Short task 1: Please return these entries from the records of labeled boxes without any changes, starting at the first line of the records and ending at the line that contains "[265,315,376,428]", with both of those lines included.

*** Excerpted text ***

What Stoa Lab is, what it is building, and how to engage with the work.
What is Stoa Lab?
Stoa Lab is a research initiative based in Brussels, studying structured exchange between humans and AI systems. Its primary work is the development and field-testing of AXIS, a protocol that makes intent explicit within the message itself.
The name comes from the stoa: the covered colonnades of the ancient Greek world where philosophy, debate, and commerce happened in the same place. Not a library. Not a lecture hall. A place of active inquiry.
Who is behind Stoa Lab?
Stoa Lab was founded by Will Kerr, an artist and researcher based in Brussels. The work is conducted with a close group of collaborators, human and AI, operating under a shared commitment to honest, structured exchange. We are not a large organisation. We move carefully and publish when there is something real to say.
What does Stoa Lab actually do?
Three things: research, protocol development, and field documentation.
The research examines what goes wrong in human-AI exchange, where intent breaks down, where language carries the appearance of clarity without the substance. The protocol work builds structural solutions to those problems. The field documentation records what actually happens when those solutions are tested in practice.
What is AXIS?
AXIS is a lightweight protocol for structured human-AI communication. It uses a small set of operators, plain text symbols, to make intent explicit within the message itself: what is a question, what is material being provided, what requires action, when a pause is appropriate, when an exchange is complete.

*** Exercise data ***

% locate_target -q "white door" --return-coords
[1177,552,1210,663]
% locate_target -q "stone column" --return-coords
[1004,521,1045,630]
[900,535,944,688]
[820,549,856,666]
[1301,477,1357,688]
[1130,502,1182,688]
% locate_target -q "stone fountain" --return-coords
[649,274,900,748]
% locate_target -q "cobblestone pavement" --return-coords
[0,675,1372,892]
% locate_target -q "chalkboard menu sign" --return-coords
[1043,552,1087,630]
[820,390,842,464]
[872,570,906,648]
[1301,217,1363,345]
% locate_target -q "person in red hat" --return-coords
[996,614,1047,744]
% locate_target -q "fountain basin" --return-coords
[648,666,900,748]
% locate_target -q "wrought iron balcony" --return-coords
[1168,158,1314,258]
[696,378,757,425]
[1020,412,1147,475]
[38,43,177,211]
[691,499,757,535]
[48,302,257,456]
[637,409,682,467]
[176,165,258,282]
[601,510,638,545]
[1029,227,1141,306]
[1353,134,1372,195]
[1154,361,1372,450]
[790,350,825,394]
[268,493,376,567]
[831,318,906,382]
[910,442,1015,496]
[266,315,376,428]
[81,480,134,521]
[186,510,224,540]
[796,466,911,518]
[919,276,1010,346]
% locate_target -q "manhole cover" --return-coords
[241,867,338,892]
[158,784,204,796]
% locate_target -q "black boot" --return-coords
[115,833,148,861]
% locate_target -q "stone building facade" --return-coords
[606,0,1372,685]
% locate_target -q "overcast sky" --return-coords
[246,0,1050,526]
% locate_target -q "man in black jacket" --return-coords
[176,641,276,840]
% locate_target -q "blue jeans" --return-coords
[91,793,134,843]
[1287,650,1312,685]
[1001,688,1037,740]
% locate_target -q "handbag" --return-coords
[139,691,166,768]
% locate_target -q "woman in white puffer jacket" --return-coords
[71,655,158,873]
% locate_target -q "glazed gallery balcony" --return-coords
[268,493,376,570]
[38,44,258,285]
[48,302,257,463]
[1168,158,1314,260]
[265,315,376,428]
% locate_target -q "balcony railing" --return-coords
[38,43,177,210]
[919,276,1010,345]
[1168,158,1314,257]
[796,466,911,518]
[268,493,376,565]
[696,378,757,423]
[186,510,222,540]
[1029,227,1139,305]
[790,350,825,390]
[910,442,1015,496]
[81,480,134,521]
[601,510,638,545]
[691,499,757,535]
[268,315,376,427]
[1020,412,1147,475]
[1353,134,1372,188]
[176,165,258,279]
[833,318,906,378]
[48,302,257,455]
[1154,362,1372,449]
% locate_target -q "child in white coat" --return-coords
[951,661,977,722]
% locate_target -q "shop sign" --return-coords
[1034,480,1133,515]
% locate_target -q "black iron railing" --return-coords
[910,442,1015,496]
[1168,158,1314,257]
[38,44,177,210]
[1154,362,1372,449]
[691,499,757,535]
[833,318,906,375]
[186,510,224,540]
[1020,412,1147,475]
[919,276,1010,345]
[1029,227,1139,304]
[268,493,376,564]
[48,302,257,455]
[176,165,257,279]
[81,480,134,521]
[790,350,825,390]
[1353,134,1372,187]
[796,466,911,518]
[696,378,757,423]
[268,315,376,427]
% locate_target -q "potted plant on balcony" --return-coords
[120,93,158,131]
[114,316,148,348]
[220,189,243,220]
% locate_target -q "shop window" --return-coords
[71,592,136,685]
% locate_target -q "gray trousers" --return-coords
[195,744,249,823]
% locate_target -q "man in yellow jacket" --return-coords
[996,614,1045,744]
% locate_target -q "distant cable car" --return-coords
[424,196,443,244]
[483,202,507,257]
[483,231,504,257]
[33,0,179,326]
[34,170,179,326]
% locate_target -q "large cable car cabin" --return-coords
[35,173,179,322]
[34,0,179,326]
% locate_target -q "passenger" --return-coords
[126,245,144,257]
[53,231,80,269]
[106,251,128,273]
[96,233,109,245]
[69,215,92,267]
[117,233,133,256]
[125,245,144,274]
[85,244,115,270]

***

Short task 2: Using the Stoa Lab text, decide whether each statement agrees with it, and answer yes or no, quoting the words that decide it: (a) Stoa Lab is based in Brussels. (b) Stoa Lab describes itself as a large organization. (c) AXIS uses a large set of operators.

Final result 1:
% locate_target -q "white door" --return-coords
[1177,552,1210,663]
% locate_target -q "stone column" --return-coords
[1004,521,1045,630]
[900,535,944,688]
[820,549,856,666]
[1301,477,1357,688]
[1130,502,1182,688]
% locate_target -q "stone fountain" --return-coords
[649,274,900,748]
% locate_target -q "cobblestone pavement" --return-coords
[0,675,1372,892]
% locate_target -q "chalkboard menu sign" --return-coords
[1043,552,1087,630]
[820,390,842,464]
[872,570,906,648]
[1301,217,1363,345]
% locate_target -q "person in red hat" --return-coords
[996,614,1047,744]
% locate_target -q "fountain basin" --return-coords
[648,666,900,748]
% locate_target -q "wrought iron balcony" --return-coords
[1168,158,1314,258]
[696,378,757,425]
[1020,412,1147,475]
[38,43,177,211]
[691,499,757,535]
[48,302,257,456]
[637,409,682,467]
[176,165,258,282]
[601,510,638,545]
[1029,227,1141,306]
[1353,134,1372,195]
[1154,361,1372,450]
[790,350,825,394]
[268,493,376,567]
[831,318,906,382]
[910,442,1015,496]
[266,315,376,428]
[81,480,134,521]
[186,510,224,540]
[796,466,911,518]
[919,276,1010,346]
% locate_target -q "manhole cover" --return-coords
[241,867,338,892]
[158,784,204,796]
% locate_target -q "black boot" --return-coords
[115,833,148,861]
% locate_target -q "stone building facade" --return-coords
[606,0,1372,685]
% locate_target -q "overcast sky" --return-coords
[246,0,1050,526]
% locate_target -q "man in black jacket" --return-coords
[176,641,276,840]
% locate_target -q "blue jeans" --return-coords
[91,793,134,843]
[1287,650,1312,685]
[1001,688,1037,740]
% locate_target -q "handbag" --return-coords
[139,691,166,768]
% locate_target -q "woman in white puffer jacket" --return-coords
[71,655,158,873]
% locate_target -q "glazed gallery balcony" --return-coords
[268,493,376,570]
[38,44,258,285]
[48,302,257,463]
[1168,158,1314,260]
[265,315,376,428]

Final result 2:
(a) Yes: "Stoa Lab is a research initiative based in Brussels"
(b) No: "We are not a large organisation."
(c) No: "It uses a small set of operators"